— Data shown —

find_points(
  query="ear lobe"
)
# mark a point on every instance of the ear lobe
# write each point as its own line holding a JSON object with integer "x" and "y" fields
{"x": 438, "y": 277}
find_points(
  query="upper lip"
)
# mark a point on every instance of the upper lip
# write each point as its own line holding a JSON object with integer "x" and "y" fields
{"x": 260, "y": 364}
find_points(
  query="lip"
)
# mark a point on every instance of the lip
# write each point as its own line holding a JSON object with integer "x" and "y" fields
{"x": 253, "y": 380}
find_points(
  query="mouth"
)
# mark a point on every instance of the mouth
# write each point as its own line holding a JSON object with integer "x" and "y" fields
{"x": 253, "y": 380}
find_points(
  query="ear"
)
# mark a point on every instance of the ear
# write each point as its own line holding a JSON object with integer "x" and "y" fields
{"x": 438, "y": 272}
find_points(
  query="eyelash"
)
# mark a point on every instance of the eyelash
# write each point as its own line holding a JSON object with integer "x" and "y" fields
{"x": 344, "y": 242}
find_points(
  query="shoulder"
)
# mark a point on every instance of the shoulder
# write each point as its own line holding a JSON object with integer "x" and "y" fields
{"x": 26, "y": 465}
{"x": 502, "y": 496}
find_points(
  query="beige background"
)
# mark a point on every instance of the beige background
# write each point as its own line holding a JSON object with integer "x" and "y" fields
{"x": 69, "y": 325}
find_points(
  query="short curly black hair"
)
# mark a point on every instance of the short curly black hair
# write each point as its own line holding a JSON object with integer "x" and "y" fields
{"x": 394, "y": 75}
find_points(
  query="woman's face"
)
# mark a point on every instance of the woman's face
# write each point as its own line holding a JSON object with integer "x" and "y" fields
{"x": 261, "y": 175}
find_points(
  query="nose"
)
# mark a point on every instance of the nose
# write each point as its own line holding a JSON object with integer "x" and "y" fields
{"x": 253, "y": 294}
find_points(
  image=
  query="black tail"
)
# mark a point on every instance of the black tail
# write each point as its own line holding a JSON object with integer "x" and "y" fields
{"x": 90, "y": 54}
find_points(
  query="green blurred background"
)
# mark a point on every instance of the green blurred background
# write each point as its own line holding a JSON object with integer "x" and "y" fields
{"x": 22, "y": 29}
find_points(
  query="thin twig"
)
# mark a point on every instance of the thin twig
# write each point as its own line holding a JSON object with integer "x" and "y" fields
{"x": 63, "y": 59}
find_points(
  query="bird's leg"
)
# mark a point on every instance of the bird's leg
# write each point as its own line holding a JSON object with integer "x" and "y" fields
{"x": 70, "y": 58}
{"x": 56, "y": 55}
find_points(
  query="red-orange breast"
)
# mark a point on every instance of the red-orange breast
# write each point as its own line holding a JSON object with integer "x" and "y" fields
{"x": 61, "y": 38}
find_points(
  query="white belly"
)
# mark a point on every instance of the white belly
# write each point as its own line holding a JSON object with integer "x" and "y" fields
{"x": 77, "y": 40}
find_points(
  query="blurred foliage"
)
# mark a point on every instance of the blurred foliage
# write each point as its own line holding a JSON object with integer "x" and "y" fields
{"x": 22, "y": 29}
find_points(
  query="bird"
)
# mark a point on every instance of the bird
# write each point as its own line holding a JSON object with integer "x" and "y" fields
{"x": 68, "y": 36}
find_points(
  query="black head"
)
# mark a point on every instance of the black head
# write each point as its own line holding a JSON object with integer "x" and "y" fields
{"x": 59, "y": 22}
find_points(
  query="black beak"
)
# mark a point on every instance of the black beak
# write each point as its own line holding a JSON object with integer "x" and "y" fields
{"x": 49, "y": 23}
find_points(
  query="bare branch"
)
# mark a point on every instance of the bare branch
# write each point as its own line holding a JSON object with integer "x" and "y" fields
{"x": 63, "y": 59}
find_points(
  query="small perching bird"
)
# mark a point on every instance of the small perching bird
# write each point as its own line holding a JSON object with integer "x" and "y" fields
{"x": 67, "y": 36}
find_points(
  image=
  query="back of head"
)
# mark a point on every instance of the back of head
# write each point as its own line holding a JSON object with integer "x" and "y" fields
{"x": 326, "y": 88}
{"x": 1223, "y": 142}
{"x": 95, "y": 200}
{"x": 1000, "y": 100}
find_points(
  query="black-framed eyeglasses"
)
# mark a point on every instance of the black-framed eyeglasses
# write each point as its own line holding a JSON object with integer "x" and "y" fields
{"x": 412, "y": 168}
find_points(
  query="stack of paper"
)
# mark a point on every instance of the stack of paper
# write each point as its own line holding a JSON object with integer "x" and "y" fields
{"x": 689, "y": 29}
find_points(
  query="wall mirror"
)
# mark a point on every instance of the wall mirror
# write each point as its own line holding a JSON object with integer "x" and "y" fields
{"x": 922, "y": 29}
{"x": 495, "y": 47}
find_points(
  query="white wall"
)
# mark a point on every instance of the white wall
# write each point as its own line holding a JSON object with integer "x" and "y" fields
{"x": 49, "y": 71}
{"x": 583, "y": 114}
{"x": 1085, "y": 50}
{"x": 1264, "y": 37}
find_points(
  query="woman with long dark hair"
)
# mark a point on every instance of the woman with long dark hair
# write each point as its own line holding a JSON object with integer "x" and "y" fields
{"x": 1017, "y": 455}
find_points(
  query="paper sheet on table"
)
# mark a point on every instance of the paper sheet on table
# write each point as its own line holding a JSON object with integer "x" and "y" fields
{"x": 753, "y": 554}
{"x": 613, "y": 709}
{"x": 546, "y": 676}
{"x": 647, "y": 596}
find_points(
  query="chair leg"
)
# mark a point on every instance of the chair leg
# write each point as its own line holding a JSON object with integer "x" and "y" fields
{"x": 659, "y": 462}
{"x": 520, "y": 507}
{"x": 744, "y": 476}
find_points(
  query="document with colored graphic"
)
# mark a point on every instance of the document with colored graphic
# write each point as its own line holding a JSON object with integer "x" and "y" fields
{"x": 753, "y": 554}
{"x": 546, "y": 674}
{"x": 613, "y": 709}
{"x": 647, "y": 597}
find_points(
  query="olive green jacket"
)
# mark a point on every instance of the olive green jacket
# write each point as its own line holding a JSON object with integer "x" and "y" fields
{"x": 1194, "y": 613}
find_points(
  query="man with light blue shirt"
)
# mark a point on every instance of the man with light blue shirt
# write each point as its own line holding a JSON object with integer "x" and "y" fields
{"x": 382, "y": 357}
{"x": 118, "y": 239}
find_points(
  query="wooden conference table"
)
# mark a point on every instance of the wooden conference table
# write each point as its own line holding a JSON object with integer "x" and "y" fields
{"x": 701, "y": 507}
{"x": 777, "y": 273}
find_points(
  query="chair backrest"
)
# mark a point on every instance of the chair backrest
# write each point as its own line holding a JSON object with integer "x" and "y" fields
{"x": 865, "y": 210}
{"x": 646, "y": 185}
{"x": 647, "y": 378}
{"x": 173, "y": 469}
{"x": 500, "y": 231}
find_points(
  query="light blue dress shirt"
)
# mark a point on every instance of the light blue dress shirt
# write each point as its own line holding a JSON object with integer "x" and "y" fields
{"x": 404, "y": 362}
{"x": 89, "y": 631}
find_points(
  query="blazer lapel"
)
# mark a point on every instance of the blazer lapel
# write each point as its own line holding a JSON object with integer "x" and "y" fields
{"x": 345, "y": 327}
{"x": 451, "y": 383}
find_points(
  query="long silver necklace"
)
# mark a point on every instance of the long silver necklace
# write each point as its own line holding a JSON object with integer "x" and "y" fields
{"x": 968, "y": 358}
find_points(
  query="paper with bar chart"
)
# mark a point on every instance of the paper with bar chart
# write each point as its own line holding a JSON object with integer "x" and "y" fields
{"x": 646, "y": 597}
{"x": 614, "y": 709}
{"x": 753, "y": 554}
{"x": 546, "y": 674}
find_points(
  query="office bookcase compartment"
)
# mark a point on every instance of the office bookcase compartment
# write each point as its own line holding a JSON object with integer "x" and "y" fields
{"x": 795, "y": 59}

— Activity —
Retype exactly, and only, the lines that run from the one with "# mark a point on every instance of the office" through the final line of the entries.

— Answer box —
# mark a point on every instance of the office bookcase compartment
# write each point as its own line holding a JSON object with integer "x" and "y" fields
{"x": 795, "y": 59}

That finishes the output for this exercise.